### HOW TO COMPLETE THIS TASK
Print the range of lines that opens with the line containing "If you could mark the green" and closes with the last line of the listing. Include both ends; print nothing more.

### RECORDS PROVIDED
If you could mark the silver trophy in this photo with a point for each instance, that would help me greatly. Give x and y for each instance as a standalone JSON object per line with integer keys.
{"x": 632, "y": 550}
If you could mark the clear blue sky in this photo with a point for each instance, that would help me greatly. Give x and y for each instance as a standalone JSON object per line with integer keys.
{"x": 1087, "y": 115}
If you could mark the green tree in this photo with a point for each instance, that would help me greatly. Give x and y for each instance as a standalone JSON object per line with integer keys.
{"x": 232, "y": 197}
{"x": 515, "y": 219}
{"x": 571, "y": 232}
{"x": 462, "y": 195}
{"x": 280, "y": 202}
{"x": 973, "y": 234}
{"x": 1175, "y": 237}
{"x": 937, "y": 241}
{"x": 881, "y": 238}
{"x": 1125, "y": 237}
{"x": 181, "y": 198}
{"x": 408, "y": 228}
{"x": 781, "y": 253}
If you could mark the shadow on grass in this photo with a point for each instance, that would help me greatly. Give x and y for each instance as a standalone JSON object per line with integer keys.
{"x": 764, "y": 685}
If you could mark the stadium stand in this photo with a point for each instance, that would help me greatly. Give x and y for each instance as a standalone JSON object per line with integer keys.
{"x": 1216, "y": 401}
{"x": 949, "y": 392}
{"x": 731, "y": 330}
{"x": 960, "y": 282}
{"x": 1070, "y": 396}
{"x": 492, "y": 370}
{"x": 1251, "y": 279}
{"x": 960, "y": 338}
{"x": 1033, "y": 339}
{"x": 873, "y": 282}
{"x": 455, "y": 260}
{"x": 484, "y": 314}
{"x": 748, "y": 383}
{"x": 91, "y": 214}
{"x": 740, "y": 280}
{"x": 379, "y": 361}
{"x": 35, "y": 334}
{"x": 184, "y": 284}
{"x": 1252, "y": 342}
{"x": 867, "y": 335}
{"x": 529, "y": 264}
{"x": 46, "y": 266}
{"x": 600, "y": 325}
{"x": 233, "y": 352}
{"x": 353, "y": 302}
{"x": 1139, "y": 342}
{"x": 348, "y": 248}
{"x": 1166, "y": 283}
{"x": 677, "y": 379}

### TASK SOLUTION
If you could mark the green tree in this photo with a point for each instance, that would help me greatly. Give x and y for each instance as a standalone JSON object per line with integer keys.
{"x": 232, "y": 197}
{"x": 515, "y": 219}
{"x": 571, "y": 232}
{"x": 462, "y": 195}
{"x": 280, "y": 202}
{"x": 973, "y": 234}
{"x": 1175, "y": 237}
{"x": 937, "y": 241}
{"x": 881, "y": 238}
{"x": 1125, "y": 237}
{"x": 181, "y": 198}
{"x": 408, "y": 228}
{"x": 781, "y": 253}
If you could mark the shadow on grass in this photo with a point for each instance, that would help me greatly. Give x and y for each instance as a standalone JSON object per line with integer keys.
{"x": 764, "y": 685}
If you could mark the stadium stand in this photo with a point for each instance, that would help me greatly. Give x and y for each instance as a standalone JSON object per line with integer keys.
{"x": 1216, "y": 401}
{"x": 949, "y": 392}
{"x": 731, "y": 330}
{"x": 960, "y": 282}
{"x": 1070, "y": 396}
{"x": 492, "y": 370}
{"x": 1251, "y": 279}
{"x": 960, "y": 338}
{"x": 1033, "y": 339}
{"x": 873, "y": 282}
{"x": 455, "y": 260}
{"x": 484, "y": 314}
{"x": 748, "y": 383}
{"x": 91, "y": 214}
{"x": 740, "y": 280}
{"x": 379, "y": 361}
{"x": 35, "y": 334}
{"x": 184, "y": 284}
{"x": 1252, "y": 342}
{"x": 867, "y": 335}
{"x": 529, "y": 264}
{"x": 46, "y": 266}
{"x": 600, "y": 325}
{"x": 233, "y": 352}
{"x": 353, "y": 302}
{"x": 1139, "y": 342}
{"x": 348, "y": 248}
{"x": 1166, "y": 283}
{"x": 677, "y": 379}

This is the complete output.